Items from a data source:
================

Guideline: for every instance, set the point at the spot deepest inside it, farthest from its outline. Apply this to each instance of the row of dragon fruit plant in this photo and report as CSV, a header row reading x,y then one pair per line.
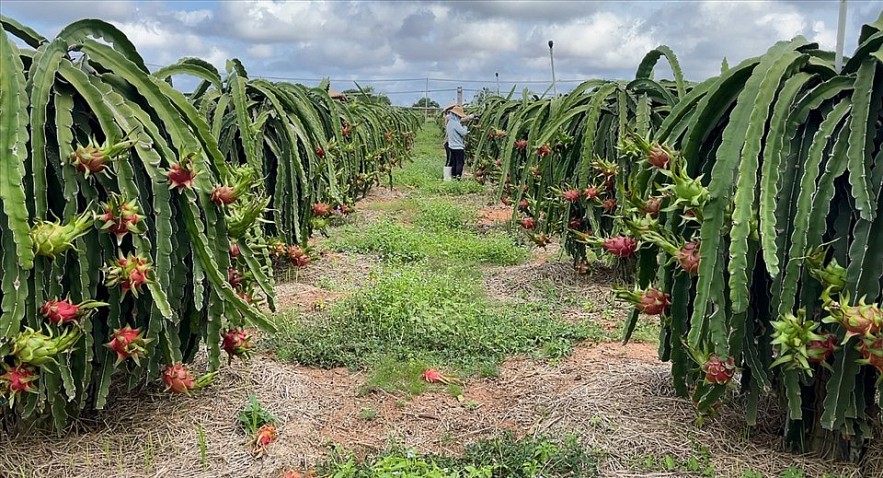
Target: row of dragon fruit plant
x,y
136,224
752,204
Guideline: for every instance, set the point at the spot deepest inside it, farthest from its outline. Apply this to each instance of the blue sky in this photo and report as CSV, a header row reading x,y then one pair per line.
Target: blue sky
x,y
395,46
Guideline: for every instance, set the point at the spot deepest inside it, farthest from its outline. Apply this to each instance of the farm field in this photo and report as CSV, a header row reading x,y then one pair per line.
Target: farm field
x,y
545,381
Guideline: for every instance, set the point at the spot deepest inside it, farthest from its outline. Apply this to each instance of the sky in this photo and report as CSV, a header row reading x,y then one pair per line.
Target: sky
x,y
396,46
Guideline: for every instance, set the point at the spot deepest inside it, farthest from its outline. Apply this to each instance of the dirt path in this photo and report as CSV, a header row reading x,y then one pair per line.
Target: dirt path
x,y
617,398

================

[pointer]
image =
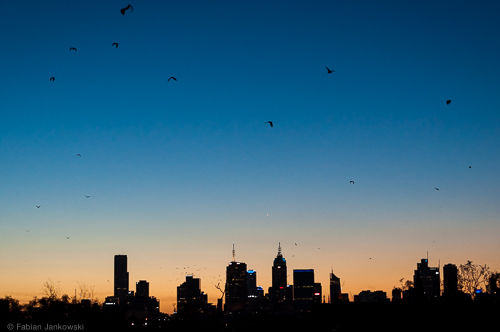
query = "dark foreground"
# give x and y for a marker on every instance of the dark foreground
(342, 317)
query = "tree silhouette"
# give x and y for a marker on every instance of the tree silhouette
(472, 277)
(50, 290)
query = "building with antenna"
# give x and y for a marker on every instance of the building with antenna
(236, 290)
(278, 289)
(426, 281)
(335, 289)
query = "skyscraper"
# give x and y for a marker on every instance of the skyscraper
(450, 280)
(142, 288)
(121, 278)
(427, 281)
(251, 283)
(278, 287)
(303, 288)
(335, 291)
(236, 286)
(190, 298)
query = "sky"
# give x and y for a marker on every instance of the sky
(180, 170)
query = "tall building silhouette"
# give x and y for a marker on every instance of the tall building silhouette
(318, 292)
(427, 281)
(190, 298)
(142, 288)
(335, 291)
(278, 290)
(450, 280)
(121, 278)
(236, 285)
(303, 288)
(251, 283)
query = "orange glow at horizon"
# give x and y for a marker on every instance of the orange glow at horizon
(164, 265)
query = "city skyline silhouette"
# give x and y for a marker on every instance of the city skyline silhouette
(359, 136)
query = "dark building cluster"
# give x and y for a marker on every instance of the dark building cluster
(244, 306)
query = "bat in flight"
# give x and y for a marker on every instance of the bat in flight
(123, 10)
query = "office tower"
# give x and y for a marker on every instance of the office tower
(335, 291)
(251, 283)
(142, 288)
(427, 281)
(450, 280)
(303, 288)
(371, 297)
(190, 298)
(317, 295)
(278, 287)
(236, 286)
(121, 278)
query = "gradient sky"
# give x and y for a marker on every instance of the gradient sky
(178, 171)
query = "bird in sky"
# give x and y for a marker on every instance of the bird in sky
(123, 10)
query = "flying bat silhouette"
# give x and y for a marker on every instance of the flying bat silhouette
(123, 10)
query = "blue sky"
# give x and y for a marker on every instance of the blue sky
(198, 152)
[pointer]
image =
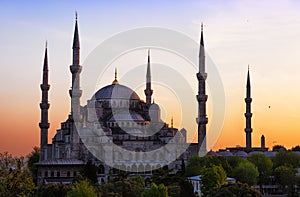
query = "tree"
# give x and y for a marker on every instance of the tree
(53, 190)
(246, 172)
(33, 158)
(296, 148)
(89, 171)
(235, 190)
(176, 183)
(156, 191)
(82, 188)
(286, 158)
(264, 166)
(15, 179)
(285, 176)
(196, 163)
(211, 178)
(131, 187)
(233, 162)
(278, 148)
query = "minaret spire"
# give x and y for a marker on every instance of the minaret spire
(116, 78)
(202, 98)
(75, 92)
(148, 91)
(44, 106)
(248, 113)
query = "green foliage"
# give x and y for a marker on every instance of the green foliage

================

Proceeding from the line containing "Target: row of dragon fruit plant" through the line containing "of the farm", transcribe the lines above exactly, both end lines included.

▶ **EXERCISE RESPONSE**
Target: row of dragon fruit plant
x,y
136,224
752,204
Guideline: for every instance, set the point at the spot deepest inside it, farthest from its outline. Apply this to each instance of the blue sky in this photo and report as CSV, a header row reading x,y then one pair per line.
Target: blue sky
x,y
395,46
Guideline: for every instance, set the point at the spot deepest inside it, farthest from its outline. Apply this to each instance of the farm field in this photo and report as CSV, a header row reading x,y then one pair per line.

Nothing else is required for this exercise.